### Description of the task
Give back every record below word for word, with the pictures omitted.

### Excerpts from a dataset
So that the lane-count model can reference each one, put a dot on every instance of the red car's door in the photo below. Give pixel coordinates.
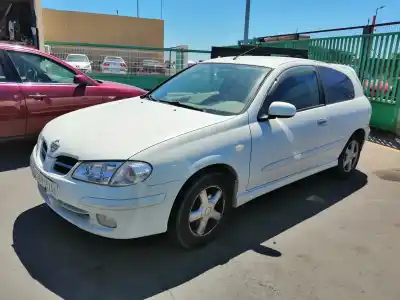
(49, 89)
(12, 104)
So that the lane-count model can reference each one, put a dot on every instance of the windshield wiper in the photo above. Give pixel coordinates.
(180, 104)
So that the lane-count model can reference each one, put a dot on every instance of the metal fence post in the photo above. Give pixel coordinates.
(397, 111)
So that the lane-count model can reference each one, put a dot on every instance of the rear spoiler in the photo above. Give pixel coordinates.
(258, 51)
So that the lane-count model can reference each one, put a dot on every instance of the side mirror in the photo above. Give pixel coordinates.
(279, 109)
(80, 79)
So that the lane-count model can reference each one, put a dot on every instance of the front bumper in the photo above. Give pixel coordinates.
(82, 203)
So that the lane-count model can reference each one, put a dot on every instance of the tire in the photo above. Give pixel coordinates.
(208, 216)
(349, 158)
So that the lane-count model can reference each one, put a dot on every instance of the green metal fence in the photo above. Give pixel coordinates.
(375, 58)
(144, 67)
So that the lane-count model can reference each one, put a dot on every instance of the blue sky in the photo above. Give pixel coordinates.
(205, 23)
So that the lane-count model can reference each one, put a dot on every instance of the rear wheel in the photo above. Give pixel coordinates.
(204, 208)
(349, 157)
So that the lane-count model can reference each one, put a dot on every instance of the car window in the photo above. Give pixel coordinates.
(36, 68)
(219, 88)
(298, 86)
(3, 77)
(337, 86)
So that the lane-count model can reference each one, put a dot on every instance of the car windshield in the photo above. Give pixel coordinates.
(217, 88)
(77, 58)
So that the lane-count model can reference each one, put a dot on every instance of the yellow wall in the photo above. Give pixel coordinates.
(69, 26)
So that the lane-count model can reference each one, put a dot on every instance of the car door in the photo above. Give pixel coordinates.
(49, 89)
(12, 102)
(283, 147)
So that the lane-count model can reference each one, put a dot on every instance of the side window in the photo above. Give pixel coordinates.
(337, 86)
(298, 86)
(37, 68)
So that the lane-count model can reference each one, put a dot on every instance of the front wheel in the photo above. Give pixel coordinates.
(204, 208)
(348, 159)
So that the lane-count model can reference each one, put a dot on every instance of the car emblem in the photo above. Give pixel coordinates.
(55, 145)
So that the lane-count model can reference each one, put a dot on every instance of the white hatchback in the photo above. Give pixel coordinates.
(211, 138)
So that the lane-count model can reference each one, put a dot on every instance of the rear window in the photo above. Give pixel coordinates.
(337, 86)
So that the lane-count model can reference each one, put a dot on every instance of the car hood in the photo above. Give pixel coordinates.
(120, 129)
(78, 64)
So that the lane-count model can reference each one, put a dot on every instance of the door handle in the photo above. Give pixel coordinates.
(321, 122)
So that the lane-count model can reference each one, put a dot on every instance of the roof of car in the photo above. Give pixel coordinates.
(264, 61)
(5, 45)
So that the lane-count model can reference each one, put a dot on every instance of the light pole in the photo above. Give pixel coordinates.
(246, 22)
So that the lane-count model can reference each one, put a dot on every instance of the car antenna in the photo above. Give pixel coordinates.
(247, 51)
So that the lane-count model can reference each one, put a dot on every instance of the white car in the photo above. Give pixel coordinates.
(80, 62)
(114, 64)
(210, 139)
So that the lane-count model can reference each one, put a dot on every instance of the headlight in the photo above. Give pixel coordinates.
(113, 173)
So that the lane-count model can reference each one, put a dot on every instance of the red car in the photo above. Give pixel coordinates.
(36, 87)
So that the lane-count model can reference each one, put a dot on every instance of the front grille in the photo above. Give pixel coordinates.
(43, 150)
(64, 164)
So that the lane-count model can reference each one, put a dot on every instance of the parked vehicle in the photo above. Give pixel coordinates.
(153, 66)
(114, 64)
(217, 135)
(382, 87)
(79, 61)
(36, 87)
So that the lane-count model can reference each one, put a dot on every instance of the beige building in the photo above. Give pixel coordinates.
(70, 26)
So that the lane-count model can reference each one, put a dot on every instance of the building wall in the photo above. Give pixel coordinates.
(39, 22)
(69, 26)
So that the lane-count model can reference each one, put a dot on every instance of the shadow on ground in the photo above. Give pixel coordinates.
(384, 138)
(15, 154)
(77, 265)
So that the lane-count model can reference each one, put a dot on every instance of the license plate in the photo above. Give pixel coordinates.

### Written answer
So that the lane-count model can reference each one, put a dot on every instance of the red car's door in the photo below. Give pixel coordinates.
(49, 89)
(12, 104)
So that the lane-count model can reference each one, put a dot on every instance of the windshield wiper in the photo above. Give pixel coordinates.
(180, 104)
So that the lane-count model can reference each one, put a dot on every instance of the metal fence post in the photo above. Give pixel coordinates.
(397, 111)
So that the lane-count model can reference each one, put a dot on every instance of the rear spoiler in the photo above. Give pixel coordinates.
(258, 51)
So that the lane-count model can reference each one, put a dot on every instance of the side mirror in the photo above. Give pixel coordinates.
(279, 109)
(80, 79)
So that the lane-count model can reference each one, put a dot on every instance of the front bumper in the photo above. Give pixel coordinates.
(82, 203)
So that the lane-count model can reference each one, put a dot on every instance of the tire in the photo above. Give pixel coordinates.
(208, 216)
(349, 158)
So that the lane-count model can reference each one, put a dot on every instance of the green metal fence in the photo above. Give pixel coordinates.
(375, 58)
(144, 67)
So that the lane-count model can reference each one, put a dot on every instance of the blue sky in the photo above. Give pixel coordinates.
(205, 23)
So that the lane-count model can reference each one, put a dot on every instance of the rear wheel in the photo above. Give pixel coordinates.
(204, 208)
(349, 157)
So that the lane-count model can reference each one, put a dot on every instance of the car window in the photo above. Give pixel coordinates.
(36, 68)
(219, 88)
(298, 86)
(3, 77)
(337, 86)
So that the lane-count model can reference each one, put a dot on every instance of the car windshield in the photo above. Give pixel coordinates.
(217, 88)
(77, 58)
So that the lane-count model can reference each one, put a dot on every instance of the yellow wall in the photo above. Give pixel coordinates.
(69, 26)
So that the lane-count model can reference each one, put a dot on every instance of the car door in the photo above. Give pixel coordinates.
(49, 89)
(12, 102)
(283, 147)
So that the lane-count model can reference each one, put a dot on every instance of the side window in the photo above. Give pixel coordinates.
(337, 86)
(298, 86)
(37, 68)
So that the lane-count model can reference each one, put a dot on every instance of the front wheel in the photo above. Give pixel coordinates.
(204, 208)
(348, 159)
So that the lane-count model can reference each one, put a dot on every instance of the car emblem in the photo above. Give pixel coordinates.
(55, 145)
So that the lane-count model can reference each one, put a dot on every instance of the white hatchback in the photo above. Give pixel coordinates.
(211, 138)
So that the lane-count model can reference each one, put a dot on every instance of the rear window in the photo above. Give pixel coordinates.
(337, 86)
So that the lane-count model can reference each one, put a dot on every instance of the car hood in the photo above. Give pixel coordinates.
(120, 129)
(78, 64)
So that the lane-count model can reference each one, put a dot on every instance of the door handle in the photo above. Give pixel coordinates.
(321, 122)
So that the lane-count model can reference each one, put a dot on every instance of the roof of car in the photo above. Give pixel coordinates.
(264, 61)
(5, 45)
So that the lane-count model can reference each one, put a dot on every instance of the light pole in the photo above. Give pixel coordinates.
(246, 22)
So that the lane-count model can reference each one, put a dot on every instance of the car antenna in the photo above. Give pixel coordinates.
(247, 51)
So that the lane-count model can reference each one, put a dot on every instance of the white car in the photo above. Give pixel coordinates.
(80, 62)
(114, 64)
(210, 139)
So that the lane-count model can reference each one, put a dot on every instance of the headlight in the photo above. Give pixel coordinates.
(113, 173)
So that the lane-count model can reference each one, put a dot on every instance of the red car in the photo above. Give pixel coordinates.
(36, 87)
So that the lane-count model can reference each one, put a dot on every instance of the front grille in the photo above. Give pixel coordinates.
(43, 150)
(64, 164)
So that the lane-count model can reference each one, put a dot on every instance of the parked vehicle in the photo above. Give pixel coordinates.
(153, 66)
(114, 64)
(217, 135)
(382, 87)
(79, 61)
(36, 87)
So that the lane-count model can reference each one, put a dot on every instance of the beige building in the photo above. Give pixel coordinates.
(70, 26)
So that the lane-count model can reference each one, put a dot on every instance of the building wall in the photo above. Give pixel coordinates.
(39, 22)
(69, 26)
So that the lane-count model can reference each one, put a dot on every instance of the shadow on ground in the photo above. Give pixel coordinates.
(384, 138)
(15, 154)
(77, 265)
So that the lane-count model can reference each one, put a dot on every instance of the license plate in the photo above. Give pixel coordinates.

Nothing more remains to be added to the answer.